# Document excerpt:

# # # # #

MARLON BACERRA Y TABONES, PETITIONER, VS. PEOPLE OF THE PHILIPPINES, RESPONDENT.

DECISION

LEONEN, J.:

The identity of the perpetrator of a crime and a finding of guilt may rest solely on the strength of circumstantial evidence.

This resolves the Petition for Review[1] assailing the Decision[2] dated August 30, 2012 and the Resolution[3] dated October 22, 2012 of the Court of Appeals in CA-G.R. CR No. 32923, which upheld the conviction of Marlon Bacerra y Tabones (Bacerra) for the crime of simple arson punished under Section 1 of Presidential Decree No. 1613.[4]

In the Information dated January 12, 2006, Bacerra was charged with violation of Section 1 of Presidential Decree No. 1613:
That on or about 4:00 o'clock in the morning of November 15, 2005, at Brgy. San Pedro Ili, Alcala, Pangasinan and within the jurisdiction of this Honorable Court, the above-named accused, with intent to cause damage to another, did then and theres [sic], willfully, unlawfully and feloniously set fire to the rest house of Alfredo Melegrito y Galamay, to his damage and prejudice in the amount of Php70,000.00, more or less.

# # # # #

# Goals:
1. Answer from the arson decision excerpt:
(a) Which court issued the Decision dated August 30, 2012 that upheld the conviction?
(b) At what time and on what date does the Information say the fire was set?
(c) Whose rest house was set on fire?
2. Filter the records, keeping every line that contains the string "hand". Case counts.
The records that follow are unrelated to the arson decision.

# Material provided:

# # # # #

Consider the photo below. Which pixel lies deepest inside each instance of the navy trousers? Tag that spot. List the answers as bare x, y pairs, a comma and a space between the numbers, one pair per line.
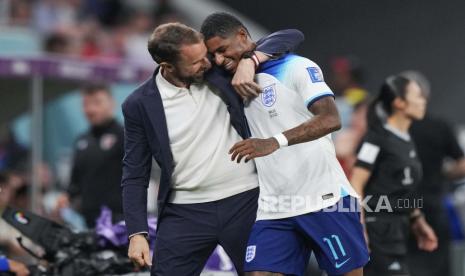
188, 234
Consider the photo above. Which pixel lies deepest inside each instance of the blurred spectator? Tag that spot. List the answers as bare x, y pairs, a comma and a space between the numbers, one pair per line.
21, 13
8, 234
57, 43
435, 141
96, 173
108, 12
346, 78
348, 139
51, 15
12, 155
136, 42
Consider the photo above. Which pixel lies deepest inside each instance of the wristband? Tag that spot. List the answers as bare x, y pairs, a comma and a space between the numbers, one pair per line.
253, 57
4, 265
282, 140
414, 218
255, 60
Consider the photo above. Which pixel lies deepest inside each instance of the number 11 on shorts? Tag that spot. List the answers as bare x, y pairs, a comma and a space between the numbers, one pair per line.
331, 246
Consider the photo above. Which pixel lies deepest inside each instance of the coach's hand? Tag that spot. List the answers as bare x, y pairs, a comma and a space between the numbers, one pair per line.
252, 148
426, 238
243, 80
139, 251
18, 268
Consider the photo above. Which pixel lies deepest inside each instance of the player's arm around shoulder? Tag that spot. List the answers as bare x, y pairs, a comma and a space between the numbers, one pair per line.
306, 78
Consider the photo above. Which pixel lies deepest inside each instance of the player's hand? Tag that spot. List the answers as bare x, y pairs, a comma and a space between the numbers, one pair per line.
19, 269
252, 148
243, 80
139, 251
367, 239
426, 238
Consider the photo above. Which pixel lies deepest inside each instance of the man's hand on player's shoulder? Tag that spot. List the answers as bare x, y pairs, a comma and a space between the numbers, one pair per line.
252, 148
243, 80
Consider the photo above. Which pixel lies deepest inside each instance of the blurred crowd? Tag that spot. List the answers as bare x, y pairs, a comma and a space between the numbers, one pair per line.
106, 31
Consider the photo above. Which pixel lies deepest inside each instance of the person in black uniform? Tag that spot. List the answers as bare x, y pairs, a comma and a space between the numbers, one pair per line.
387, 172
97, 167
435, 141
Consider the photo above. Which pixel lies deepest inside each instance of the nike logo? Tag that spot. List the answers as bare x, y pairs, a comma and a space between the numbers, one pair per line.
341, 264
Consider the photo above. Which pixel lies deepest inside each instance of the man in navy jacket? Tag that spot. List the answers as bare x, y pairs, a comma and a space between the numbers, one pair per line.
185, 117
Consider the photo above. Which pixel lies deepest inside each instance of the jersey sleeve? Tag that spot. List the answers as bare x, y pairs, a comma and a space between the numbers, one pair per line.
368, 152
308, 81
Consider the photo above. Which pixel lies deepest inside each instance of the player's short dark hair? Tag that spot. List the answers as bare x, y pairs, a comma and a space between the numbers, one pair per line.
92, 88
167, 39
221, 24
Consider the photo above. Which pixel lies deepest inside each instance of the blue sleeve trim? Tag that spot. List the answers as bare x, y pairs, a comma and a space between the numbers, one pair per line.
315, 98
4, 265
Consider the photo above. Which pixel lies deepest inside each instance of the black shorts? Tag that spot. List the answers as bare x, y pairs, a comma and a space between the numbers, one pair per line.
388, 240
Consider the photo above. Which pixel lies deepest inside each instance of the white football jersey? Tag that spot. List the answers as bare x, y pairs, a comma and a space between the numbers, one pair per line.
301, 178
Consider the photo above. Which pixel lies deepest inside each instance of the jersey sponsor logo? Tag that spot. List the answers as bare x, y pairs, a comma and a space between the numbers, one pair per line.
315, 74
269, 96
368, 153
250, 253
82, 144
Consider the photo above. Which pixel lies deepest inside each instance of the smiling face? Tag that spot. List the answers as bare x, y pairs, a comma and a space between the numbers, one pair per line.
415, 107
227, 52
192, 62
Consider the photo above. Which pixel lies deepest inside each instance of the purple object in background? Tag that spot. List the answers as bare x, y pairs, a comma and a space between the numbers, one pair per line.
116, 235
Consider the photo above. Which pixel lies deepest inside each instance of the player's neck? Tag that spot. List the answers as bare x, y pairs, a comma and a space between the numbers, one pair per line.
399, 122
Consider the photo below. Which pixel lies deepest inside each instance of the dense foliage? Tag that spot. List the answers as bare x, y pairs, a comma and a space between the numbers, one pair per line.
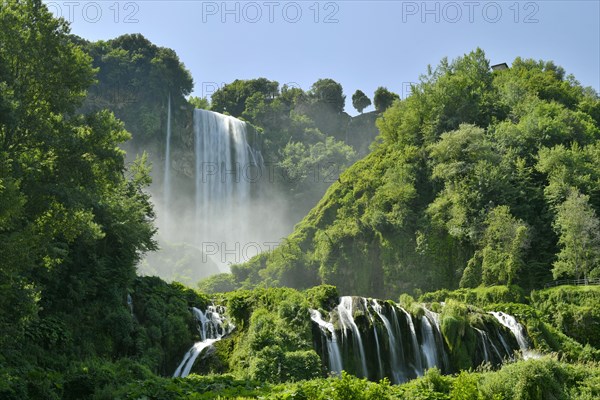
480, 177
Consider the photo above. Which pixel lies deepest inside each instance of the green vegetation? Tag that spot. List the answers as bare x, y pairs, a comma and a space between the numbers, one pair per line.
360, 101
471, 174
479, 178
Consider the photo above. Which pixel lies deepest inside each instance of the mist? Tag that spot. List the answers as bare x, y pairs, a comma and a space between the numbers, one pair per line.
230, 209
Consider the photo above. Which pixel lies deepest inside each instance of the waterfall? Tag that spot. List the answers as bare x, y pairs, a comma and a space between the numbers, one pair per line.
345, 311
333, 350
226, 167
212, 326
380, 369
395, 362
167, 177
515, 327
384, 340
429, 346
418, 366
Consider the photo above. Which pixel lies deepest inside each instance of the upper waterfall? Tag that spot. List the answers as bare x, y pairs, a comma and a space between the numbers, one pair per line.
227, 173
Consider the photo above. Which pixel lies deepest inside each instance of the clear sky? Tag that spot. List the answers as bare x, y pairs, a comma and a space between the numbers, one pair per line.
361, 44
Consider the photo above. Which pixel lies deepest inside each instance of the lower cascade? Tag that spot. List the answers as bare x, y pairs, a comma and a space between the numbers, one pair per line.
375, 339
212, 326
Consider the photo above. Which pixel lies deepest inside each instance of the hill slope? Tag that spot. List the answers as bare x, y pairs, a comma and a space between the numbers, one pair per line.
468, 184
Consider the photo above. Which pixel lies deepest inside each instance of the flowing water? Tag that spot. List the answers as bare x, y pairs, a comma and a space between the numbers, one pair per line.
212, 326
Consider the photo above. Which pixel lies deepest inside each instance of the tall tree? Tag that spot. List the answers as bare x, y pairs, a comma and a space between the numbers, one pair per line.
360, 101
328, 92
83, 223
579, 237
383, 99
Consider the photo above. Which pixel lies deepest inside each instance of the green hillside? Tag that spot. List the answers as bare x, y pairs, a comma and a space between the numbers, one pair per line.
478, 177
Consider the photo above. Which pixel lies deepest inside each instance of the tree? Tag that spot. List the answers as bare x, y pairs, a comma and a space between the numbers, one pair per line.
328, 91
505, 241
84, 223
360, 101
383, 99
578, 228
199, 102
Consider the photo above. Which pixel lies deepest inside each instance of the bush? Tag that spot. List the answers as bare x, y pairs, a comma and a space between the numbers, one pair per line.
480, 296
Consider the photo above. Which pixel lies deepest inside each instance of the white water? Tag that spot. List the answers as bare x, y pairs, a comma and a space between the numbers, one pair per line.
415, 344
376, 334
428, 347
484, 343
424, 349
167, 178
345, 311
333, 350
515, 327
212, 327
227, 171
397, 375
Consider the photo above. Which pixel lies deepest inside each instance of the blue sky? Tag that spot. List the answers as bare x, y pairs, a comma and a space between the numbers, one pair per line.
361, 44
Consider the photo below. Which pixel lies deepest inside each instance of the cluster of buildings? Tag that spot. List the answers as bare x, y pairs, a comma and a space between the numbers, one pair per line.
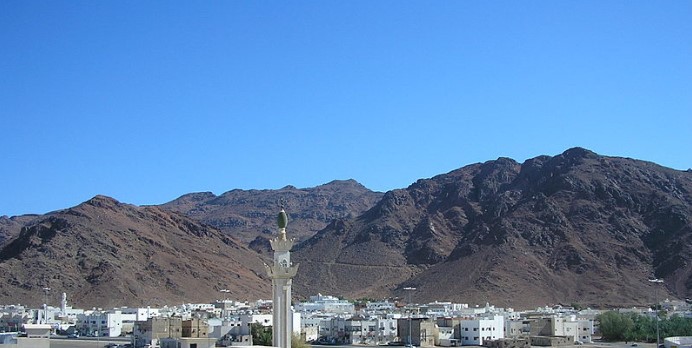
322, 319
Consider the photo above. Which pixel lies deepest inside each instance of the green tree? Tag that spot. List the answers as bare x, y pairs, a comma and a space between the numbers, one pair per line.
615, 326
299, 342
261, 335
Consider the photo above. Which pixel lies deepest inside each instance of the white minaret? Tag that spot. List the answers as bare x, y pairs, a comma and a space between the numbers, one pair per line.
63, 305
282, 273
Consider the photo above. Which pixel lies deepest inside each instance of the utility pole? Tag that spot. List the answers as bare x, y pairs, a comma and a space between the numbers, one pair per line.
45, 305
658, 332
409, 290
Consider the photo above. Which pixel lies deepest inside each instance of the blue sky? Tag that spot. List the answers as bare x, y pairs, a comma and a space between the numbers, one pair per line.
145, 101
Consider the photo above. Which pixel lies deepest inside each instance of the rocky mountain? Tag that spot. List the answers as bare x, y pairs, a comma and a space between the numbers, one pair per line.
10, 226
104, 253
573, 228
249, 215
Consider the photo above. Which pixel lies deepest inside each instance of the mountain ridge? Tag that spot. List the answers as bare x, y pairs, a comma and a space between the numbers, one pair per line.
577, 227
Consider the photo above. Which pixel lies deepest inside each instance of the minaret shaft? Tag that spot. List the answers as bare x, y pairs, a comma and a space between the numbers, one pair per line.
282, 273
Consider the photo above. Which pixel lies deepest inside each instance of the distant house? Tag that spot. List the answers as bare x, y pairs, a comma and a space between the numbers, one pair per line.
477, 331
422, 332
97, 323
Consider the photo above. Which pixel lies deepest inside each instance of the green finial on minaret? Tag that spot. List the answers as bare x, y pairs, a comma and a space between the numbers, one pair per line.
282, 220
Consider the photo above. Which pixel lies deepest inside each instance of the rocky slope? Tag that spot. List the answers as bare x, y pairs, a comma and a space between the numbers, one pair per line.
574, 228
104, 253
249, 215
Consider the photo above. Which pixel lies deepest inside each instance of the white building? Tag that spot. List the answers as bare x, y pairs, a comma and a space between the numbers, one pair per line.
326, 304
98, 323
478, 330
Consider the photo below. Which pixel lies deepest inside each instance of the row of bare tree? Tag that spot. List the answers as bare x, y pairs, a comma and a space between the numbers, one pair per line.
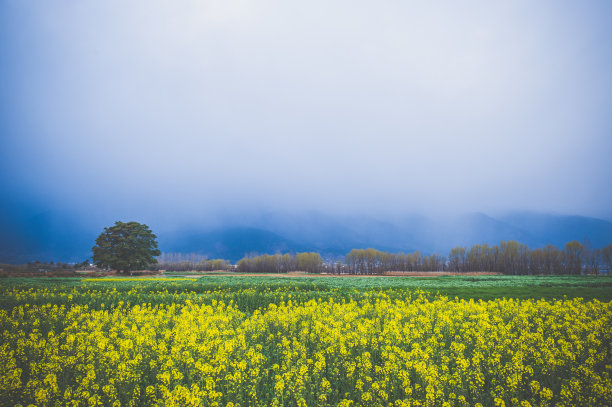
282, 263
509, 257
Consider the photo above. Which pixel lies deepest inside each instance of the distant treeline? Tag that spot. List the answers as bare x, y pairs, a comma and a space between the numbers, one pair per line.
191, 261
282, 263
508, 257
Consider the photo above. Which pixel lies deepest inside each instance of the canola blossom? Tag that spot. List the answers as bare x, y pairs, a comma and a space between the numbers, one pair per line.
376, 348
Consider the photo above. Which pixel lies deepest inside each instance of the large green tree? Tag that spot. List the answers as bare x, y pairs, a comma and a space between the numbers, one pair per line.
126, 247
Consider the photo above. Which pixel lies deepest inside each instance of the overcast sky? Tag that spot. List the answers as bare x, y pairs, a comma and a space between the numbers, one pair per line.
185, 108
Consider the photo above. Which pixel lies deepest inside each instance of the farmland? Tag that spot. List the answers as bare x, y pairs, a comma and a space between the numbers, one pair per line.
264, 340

# # # # #

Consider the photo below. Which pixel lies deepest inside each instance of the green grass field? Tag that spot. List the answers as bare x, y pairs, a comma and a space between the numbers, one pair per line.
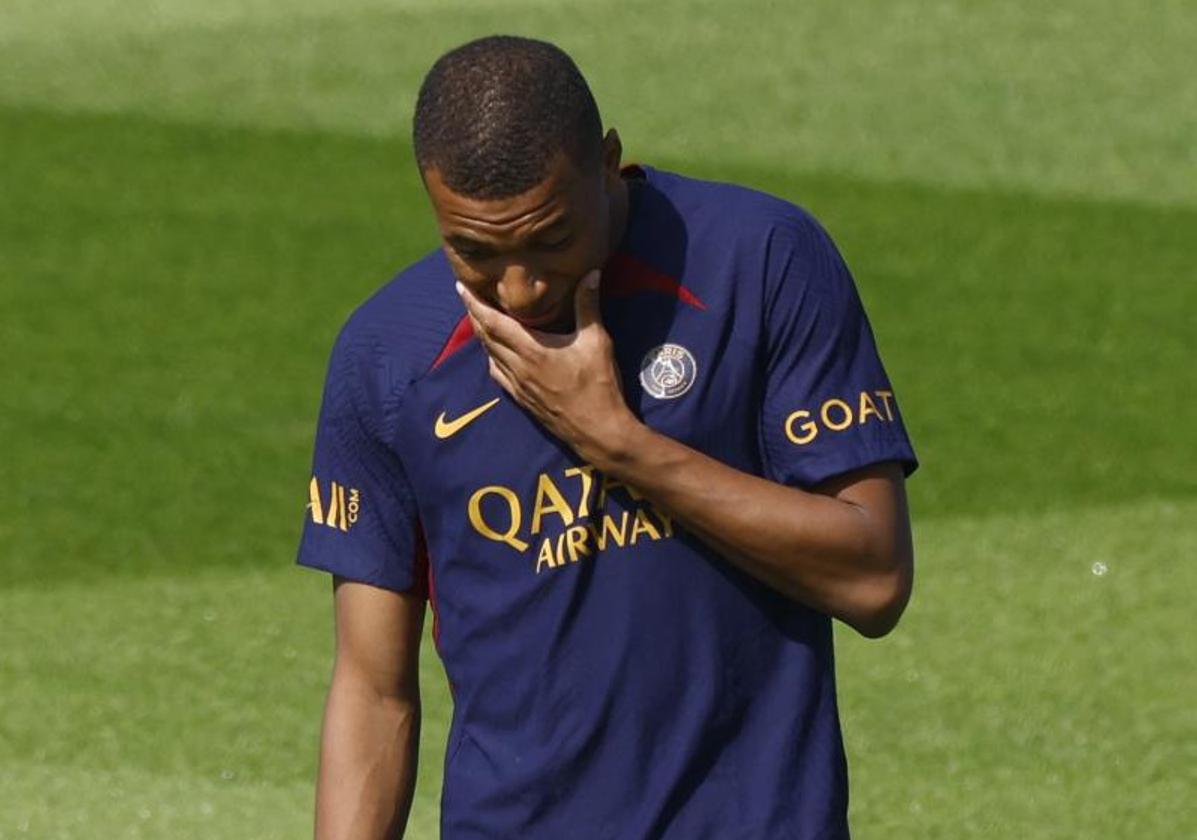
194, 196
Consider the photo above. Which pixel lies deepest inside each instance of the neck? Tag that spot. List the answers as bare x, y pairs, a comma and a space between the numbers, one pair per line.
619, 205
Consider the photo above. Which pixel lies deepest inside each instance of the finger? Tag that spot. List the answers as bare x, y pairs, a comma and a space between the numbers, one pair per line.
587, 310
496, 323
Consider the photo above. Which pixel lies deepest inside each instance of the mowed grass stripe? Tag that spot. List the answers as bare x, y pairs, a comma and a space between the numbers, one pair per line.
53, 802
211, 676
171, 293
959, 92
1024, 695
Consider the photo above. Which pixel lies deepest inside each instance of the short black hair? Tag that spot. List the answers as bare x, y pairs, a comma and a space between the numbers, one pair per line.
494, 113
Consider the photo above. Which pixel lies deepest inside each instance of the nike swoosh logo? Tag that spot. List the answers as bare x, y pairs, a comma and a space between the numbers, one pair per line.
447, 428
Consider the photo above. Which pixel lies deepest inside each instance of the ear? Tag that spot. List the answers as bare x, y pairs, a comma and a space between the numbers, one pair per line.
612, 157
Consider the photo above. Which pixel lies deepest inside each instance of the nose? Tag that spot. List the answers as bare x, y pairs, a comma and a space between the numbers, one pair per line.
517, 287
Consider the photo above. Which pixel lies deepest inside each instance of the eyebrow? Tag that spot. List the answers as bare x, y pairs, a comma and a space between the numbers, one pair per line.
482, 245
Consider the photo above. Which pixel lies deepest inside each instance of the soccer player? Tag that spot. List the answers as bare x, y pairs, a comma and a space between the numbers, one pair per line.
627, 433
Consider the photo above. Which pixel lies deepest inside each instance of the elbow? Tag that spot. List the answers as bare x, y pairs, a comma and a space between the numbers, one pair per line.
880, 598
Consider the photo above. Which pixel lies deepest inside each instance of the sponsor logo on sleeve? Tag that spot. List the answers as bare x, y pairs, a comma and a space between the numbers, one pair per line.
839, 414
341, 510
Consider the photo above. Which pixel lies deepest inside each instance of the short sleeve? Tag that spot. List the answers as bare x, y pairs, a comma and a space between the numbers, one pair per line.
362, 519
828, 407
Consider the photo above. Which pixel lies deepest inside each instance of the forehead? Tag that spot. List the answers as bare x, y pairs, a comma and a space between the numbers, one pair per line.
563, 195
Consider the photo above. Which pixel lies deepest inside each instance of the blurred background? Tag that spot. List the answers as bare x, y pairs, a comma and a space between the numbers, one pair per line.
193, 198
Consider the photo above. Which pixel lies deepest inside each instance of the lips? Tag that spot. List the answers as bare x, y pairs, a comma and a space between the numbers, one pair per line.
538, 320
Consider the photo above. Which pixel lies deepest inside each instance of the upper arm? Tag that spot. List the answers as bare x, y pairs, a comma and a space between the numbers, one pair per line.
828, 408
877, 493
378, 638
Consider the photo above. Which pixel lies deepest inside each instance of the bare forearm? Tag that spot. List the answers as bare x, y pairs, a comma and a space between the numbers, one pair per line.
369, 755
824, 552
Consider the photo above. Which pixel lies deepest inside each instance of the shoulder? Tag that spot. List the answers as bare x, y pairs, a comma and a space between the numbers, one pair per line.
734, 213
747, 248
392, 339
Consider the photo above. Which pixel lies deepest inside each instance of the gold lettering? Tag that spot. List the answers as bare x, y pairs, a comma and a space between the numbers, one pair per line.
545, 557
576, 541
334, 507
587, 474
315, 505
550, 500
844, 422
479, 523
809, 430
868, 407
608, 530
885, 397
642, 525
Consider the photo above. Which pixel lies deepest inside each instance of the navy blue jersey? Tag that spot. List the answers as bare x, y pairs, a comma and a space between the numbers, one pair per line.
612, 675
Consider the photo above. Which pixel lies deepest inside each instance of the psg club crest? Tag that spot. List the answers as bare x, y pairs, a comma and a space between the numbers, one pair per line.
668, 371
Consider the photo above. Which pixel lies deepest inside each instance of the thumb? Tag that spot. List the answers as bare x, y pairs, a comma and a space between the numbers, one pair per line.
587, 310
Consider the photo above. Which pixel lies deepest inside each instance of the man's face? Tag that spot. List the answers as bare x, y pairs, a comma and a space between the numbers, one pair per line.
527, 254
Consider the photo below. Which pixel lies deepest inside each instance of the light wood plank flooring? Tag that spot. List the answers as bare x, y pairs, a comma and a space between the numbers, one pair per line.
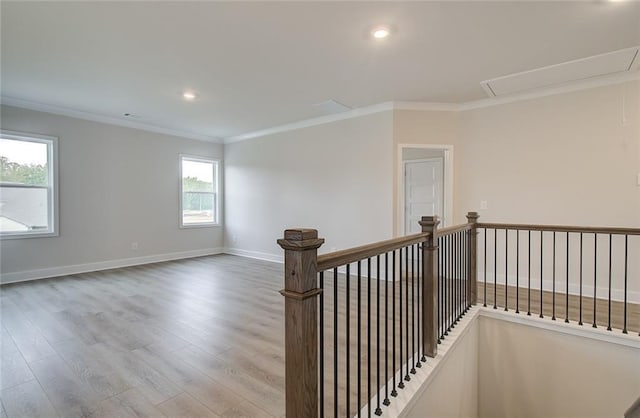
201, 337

# # # # #

# Task solutions:
1.
(a) The Court of Appeals
(b) At about 4:00 o'clock in the morning of November 15, 2005
(c) Alfredo Melegrito y Galamay's

2.
Consider the photo above. Which pixel lies deepest inside each instance of the coach's hand? Tag that spot. List the answers as bare x, y pairs, a comma and a space between the numbers, one pair per line.
Consider the photo above. Which pixel lies deepest inside each instance of the player's hand? Tag that spot. List the answers as bare x, y pairs, a comma and a space between the numbers, one pair per line.
Consider the photo above. Which pixel lies deepest inside each instance of the man's hand on player's shoulder? Tag that spot. List the answers as bare x, y pairs, a comma and a space between the numbers, one pair per line.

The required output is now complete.